Position identification records
====

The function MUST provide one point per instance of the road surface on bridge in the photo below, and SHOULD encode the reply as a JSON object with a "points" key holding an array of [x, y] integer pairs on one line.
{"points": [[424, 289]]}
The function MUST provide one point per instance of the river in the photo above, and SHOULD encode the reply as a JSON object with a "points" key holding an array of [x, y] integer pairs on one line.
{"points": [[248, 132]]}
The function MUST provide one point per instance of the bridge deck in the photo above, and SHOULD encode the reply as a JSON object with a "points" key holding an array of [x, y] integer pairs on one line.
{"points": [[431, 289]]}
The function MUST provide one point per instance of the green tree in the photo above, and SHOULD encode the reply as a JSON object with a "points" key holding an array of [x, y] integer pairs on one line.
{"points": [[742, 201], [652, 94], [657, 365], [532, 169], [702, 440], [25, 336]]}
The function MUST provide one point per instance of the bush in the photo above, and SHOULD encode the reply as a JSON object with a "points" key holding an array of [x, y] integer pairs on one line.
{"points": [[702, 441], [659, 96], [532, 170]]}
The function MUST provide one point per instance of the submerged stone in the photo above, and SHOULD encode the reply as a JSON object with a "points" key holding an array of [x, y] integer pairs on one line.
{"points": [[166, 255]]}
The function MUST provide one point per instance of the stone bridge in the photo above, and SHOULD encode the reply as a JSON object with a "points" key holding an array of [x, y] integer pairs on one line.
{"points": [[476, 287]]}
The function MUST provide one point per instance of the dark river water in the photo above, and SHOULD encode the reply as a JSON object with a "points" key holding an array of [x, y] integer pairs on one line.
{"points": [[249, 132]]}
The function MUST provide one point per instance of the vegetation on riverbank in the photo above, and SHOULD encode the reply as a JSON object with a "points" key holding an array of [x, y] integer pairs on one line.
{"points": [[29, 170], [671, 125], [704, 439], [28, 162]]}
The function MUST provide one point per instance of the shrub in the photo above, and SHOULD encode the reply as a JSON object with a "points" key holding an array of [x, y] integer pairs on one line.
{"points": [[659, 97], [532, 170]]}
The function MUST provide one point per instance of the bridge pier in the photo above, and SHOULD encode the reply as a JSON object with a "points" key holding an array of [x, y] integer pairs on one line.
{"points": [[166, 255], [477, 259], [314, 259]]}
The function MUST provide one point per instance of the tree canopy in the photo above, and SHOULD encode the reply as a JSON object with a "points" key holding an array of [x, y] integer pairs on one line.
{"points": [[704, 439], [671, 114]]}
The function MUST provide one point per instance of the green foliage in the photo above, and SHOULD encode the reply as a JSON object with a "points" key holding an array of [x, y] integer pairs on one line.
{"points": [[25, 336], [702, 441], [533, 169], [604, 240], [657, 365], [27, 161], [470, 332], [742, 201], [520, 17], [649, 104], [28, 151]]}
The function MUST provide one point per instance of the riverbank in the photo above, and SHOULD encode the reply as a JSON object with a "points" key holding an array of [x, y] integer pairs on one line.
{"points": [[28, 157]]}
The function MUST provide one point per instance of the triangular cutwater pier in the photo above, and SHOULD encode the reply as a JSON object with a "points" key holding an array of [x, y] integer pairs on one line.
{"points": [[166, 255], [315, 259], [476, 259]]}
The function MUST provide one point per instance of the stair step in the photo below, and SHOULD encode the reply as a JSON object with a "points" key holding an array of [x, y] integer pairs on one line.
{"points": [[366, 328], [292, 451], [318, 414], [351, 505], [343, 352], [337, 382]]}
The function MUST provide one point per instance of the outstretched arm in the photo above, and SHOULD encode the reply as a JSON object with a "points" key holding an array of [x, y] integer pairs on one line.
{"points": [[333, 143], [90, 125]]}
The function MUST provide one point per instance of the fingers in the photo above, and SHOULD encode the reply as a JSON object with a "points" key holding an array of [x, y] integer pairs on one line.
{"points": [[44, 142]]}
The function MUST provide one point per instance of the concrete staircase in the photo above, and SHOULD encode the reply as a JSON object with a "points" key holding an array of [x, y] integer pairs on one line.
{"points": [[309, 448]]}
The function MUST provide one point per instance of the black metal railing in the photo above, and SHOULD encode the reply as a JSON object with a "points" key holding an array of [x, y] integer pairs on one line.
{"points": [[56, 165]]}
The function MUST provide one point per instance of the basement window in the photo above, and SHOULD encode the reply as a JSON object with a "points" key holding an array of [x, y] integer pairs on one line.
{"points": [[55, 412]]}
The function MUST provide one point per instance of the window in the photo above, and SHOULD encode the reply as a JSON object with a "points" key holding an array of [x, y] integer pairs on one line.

====

### Task to complete
Transcribe all lines as written.

### Output for this exercise
The function MUST provide one point per instance of the road surface on bridge in the photo below, and SHOULD encode the reply as a JSON object with a "points" key holding an array of [x, y] integer pairs on one line.
{"points": [[424, 289]]}
The function MUST provide one point per instance of the river in the photo above, and SHOULD encode the reply as a JSON object with a "points" key holding an array of [x, y] integer pairs on one line.
{"points": [[248, 132]]}
The function MUST provide one point per instance of the bridge deck in the photo above, and SHOULD encode the reply as a JSON object with a "points" key holding an array of [x, y] integer pairs on one line.
{"points": [[431, 289]]}
The function MUST provide one point per instance of the green tree in the photo above, and SHOULD encode the reply as a JSON object with a "points" key holding an array of [x, y] integer pairs on one line.
{"points": [[742, 201], [652, 94], [657, 365], [532, 169], [702, 440], [25, 336]]}
The function MUST provide one point per instance of the bush in the photo above, and SHOULD encode the reply as a JSON object with a "points" key holding an array of [x, y] integer pairs on one line.
{"points": [[702, 441], [659, 96], [532, 170]]}
The function MUST provide one point per instance of the submerged stone in the photo above, and SHOULD encode the reply as a JSON object with a "points" key holding an array of [x, y] integer pairs on one line.
{"points": [[166, 255]]}
The function MUST provide one point per instance of the stone bridge in the photo above, and SHOULD encode the reply as a JSON object with a "points" key holding an array of [x, y] integer pairs on one line.
{"points": [[476, 287]]}
The function MUST provide one point per instance of the dark river water in the photo above, and SHOULD encode the reply as a JSON object with a "points" key holding an array of [x, y] integer pairs on one line.
{"points": [[249, 132]]}
The function MUST provide one point per instance of the vegetation on riverbank in the photo above, and SHOULD encode the reply as a JSON object with a "points" key holding an array of [x, y] integer pairs on one line.
{"points": [[29, 170], [671, 125], [704, 439], [28, 162]]}
The function MUST provide one point per instance of the shrub in the photo above, and SHOULD encode the reply as a JSON object with a "points" key holding an array of [x, y] integer pairs on one line.
{"points": [[659, 97], [532, 170]]}
The function MUST provide one point per instance of the bridge pier in the photo above, and SHOULD encode the reply as a JSON object with a "points" key holding an array of [x, y] integer pairs on one line.
{"points": [[166, 255], [477, 259], [314, 259]]}
The function MUST provide one point per instance of the tree canopy in the photo above, and SHOULD encode the reply as a JSON object with a "points" key holding an array of [x, y] integer pairs on one line.
{"points": [[704, 439], [671, 114]]}
The function MUST provide one point per instance of the green foliage in the photo above, and SHOULD encode the reply as a JSON object with a "points" key holding an array of [x, y] integer pairs on one line.
{"points": [[25, 336], [702, 441], [533, 169], [604, 240], [657, 365], [27, 161], [470, 332], [742, 201], [520, 17], [649, 104], [28, 151]]}
The function MUST provide one point per instance of the riverbank in the photo above, and SHOULD encode the reply as a JSON object with a "points" key holding an array of [x, y] integer pairs on one line.
{"points": [[28, 157]]}
The function MUST provide one point per instance of the triangular cutwater pier in the photo above, and SHOULD encode the reply as a JSON object with a "points" key holding an array of [x, y] integer pairs on one line.
{"points": [[166, 255], [315, 259], [476, 259]]}
The function MUST provide one point per instance of the stair step in the photo below, and SHOULD encode the reply as a JSON object with a "points" key holding an array of [x, y] integer pairs on one line.
{"points": [[366, 328], [292, 451], [318, 414], [351, 505], [343, 352], [337, 382]]}
The function MUST provide one point per instance of the outstretched arm in the photo above, and SHOULD encode the reply as a JSON object with a "points" key holding an array of [x, y] integer pairs on one line.
{"points": [[333, 143], [90, 125]]}
The function MUST provide one point per instance of the fingers in the photo above, and SHOULD encode the reply as a JSON object with a "points" key holding an array of [x, y] integer pairs on one line.
{"points": [[44, 142]]}
The function MUST provide one point per instance of the concrete staircase in the photo above, and SHOULD encode the reply as a JSON object with a "points" key holding an array of [x, y] integer pairs on one line.
{"points": [[309, 448]]}
The function MUST provide one point per instance of the black metal railing in the photo above, and SHOULD encode the reply as a JSON object with a "points" key holding an array of [x, y] integer pairs on one line.
{"points": [[56, 165]]}
The function MUST provide one point per instance of the basement window in the photo above, and SHOULD encode the reply as a JSON object with a "points" key holding an array of [x, y] integer pairs on one line.
{"points": [[55, 412]]}
The function MUST provide one point per instance of the window in the photo above, and SHOULD encode the reply as a JSON object with a "points" key holding an array of [x, y] integer pairs on one line.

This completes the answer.